• [What is asked]: Reproduce verbatim everything below from the line containing "Target: chair seat" down through the end of the records, omitting the pictures.

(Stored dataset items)
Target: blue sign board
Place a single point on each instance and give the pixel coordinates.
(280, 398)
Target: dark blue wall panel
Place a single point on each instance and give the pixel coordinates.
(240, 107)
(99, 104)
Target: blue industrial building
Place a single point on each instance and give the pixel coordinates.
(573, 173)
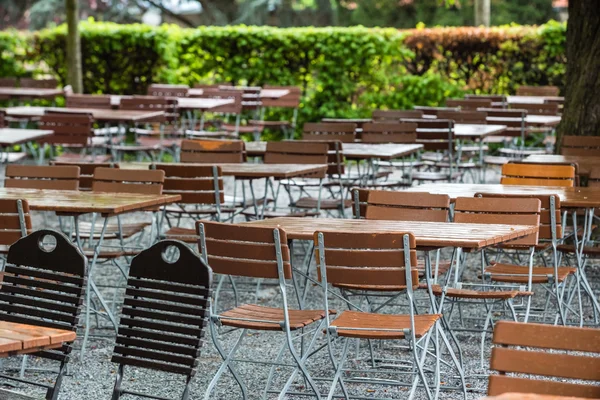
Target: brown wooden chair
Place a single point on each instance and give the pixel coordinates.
(538, 175)
(165, 310)
(44, 286)
(343, 132)
(550, 91)
(42, 177)
(526, 355)
(257, 253)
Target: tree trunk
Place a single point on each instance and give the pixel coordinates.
(74, 75)
(581, 114)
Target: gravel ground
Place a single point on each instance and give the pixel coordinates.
(93, 378)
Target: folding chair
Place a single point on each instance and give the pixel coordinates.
(381, 260)
(165, 310)
(43, 286)
(256, 252)
(526, 355)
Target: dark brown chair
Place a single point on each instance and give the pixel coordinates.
(44, 286)
(42, 177)
(165, 310)
(526, 355)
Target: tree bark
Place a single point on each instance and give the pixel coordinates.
(74, 74)
(581, 114)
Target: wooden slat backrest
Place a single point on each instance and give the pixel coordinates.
(196, 184)
(545, 231)
(165, 310)
(243, 250)
(516, 211)
(389, 132)
(465, 117)
(39, 83)
(69, 128)
(550, 354)
(15, 220)
(42, 177)
(43, 286)
(395, 115)
(580, 146)
(344, 132)
(401, 206)
(367, 259)
(128, 181)
(468, 104)
(213, 151)
(525, 90)
(89, 101)
(538, 175)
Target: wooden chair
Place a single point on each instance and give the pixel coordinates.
(42, 177)
(538, 175)
(395, 115)
(550, 91)
(165, 310)
(347, 259)
(526, 355)
(43, 286)
(257, 253)
(213, 151)
(317, 131)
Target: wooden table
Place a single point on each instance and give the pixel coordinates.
(22, 339)
(428, 234)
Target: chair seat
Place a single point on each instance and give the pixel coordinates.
(370, 322)
(270, 318)
(519, 274)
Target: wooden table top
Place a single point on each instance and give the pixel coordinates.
(98, 114)
(578, 197)
(12, 136)
(76, 202)
(250, 170)
(428, 234)
(385, 151)
(585, 163)
(22, 339)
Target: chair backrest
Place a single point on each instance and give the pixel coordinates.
(115, 180)
(42, 285)
(39, 83)
(165, 309)
(524, 351)
(243, 250)
(400, 206)
(42, 177)
(213, 151)
(164, 90)
(69, 128)
(465, 117)
(538, 175)
(367, 259)
(344, 132)
(15, 221)
(525, 90)
(395, 115)
(389, 132)
(580, 146)
(89, 101)
(537, 109)
(516, 211)
(468, 104)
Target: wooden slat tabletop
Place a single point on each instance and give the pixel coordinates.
(22, 338)
(12, 136)
(578, 197)
(75, 202)
(428, 234)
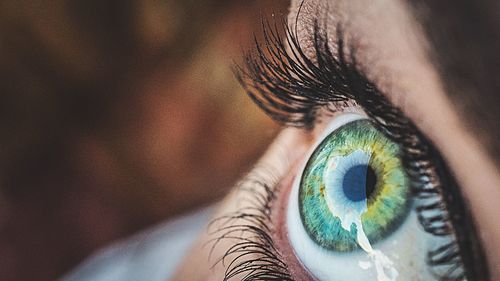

• [Solution for this task]:
Target: chair seat
Place a single point on each instance and give the pixel coordinates.
(370, 322)
(270, 318)
(519, 274)
Target: wooden table top
Place a single point on each instance and give the pixel coordinates.
(98, 114)
(578, 197)
(12, 136)
(76, 202)
(250, 170)
(428, 234)
(385, 151)
(585, 163)
(22, 339)
Target: chair backrest
Place a single point on each instance and give the pixel coordinates.
(115, 180)
(42, 285)
(39, 83)
(165, 309)
(524, 351)
(243, 250)
(400, 206)
(42, 177)
(213, 151)
(164, 90)
(69, 128)
(465, 117)
(538, 175)
(367, 259)
(344, 132)
(15, 221)
(525, 90)
(395, 115)
(389, 132)
(580, 146)
(89, 101)
(537, 109)
(516, 211)
(468, 104)
Target: wooden slat tabletop
Place a single point on each instance and give the pixel coordinates.
(22, 338)
(12, 136)
(578, 197)
(75, 202)
(428, 234)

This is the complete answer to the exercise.